→ **TEXT FOR ANALYSIS**
---------------
Vermilacinia howei

Scientific classification
- Domain: Eukaryota
- Kingdom: Fungi
- Division: Ascomycota
- Class: Lecanoromycetes
- Order: Lecanorales
- Family: Ramalinaceae
- Genus: Vermilacinia
- Species: V. howei
- Binomial name: Vermilacinia howei Spjut (1996)

= Vermilacinia howei =

- Authority: Spjut (1996)

Species of lichen

Vermilacinia howei is a fruticose lichen that grows on trees and shrubs in the fog regions along the Pacific Coast of North America in the coastal scrub region of the Channel Islands of California, and around Bahía de San Quintín, Baja California and further south in the Vizcaíno Desert. The epithet honors Reginald Heber Howe, Jr. for his contributions to lichenology, especially acknowledged for providing images of the type (biology) specimens in his revision of the genus Ramalina.
---------------
→ **RECORDS SHOWN**

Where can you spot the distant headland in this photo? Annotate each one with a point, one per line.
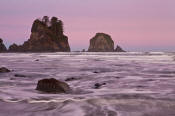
(47, 35)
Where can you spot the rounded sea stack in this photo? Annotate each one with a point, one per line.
(101, 43)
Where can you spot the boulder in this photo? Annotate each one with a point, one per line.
(2, 46)
(119, 49)
(46, 36)
(52, 86)
(4, 70)
(101, 43)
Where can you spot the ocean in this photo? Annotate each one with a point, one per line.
(134, 84)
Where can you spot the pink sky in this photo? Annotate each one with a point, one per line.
(136, 25)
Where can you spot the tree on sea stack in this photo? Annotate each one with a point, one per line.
(46, 36)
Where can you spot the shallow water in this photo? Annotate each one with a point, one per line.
(137, 84)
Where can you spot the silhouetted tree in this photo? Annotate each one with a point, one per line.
(60, 25)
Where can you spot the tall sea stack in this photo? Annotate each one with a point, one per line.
(2, 46)
(46, 36)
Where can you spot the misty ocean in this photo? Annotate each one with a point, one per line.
(134, 84)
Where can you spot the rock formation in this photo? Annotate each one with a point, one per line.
(46, 36)
(101, 43)
(52, 86)
(4, 70)
(2, 46)
(119, 49)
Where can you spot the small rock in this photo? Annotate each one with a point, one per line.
(4, 70)
(95, 72)
(70, 79)
(52, 86)
(19, 75)
(98, 85)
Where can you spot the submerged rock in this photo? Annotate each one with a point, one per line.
(98, 85)
(4, 70)
(2, 46)
(46, 36)
(101, 43)
(52, 86)
(119, 49)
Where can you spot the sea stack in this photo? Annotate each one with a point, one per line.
(2, 46)
(101, 43)
(119, 49)
(46, 36)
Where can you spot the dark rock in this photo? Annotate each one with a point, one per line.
(15, 48)
(19, 75)
(98, 85)
(119, 49)
(83, 50)
(101, 43)
(95, 72)
(2, 46)
(4, 70)
(52, 86)
(71, 79)
(46, 36)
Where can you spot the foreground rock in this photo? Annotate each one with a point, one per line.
(119, 49)
(2, 46)
(101, 43)
(52, 86)
(46, 36)
(4, 70)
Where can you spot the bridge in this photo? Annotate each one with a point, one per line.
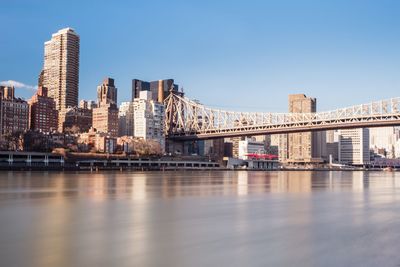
(186, 119)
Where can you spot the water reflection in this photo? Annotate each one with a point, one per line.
(199, 218)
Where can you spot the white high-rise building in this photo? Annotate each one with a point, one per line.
(125, 119)
(354, 146)
(383, 141)
(149, 118)
(61, 69)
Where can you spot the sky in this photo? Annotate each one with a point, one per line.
(235, 55)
---------------
→ **REQUIREMENT A**
Write out the part of the passage on Vermilacinia howei between "Species of lichen" and "the genus Ramalina.", inclusive.
→ **REQUIREMENT B**
According to the passage on Vermilacinia howei, whom does the species epithet honor?
Work only from the passage on Vermilacinia howei, not from the rows.

→ **ANSWER SECTION A**
Species of lichen

Vermilacinia howei is a fruticose lichen that grows on trees and shrubs in the fog regions along the Pacific Coast of North America in the coastal scrub region of the Channel Islands of California, and around Bahía de San Quintín, Baja California and further south in the Vizcaíno Desert. The epithet honors Reginald Heber Howe, Jr. for his contributions to lichenology, especially acknowledged for providing images of the type (biology) specimens in his revision of the genus Ramalina.

→ **ANSWER SECTION B**
Reginald Heber Howe, Jr.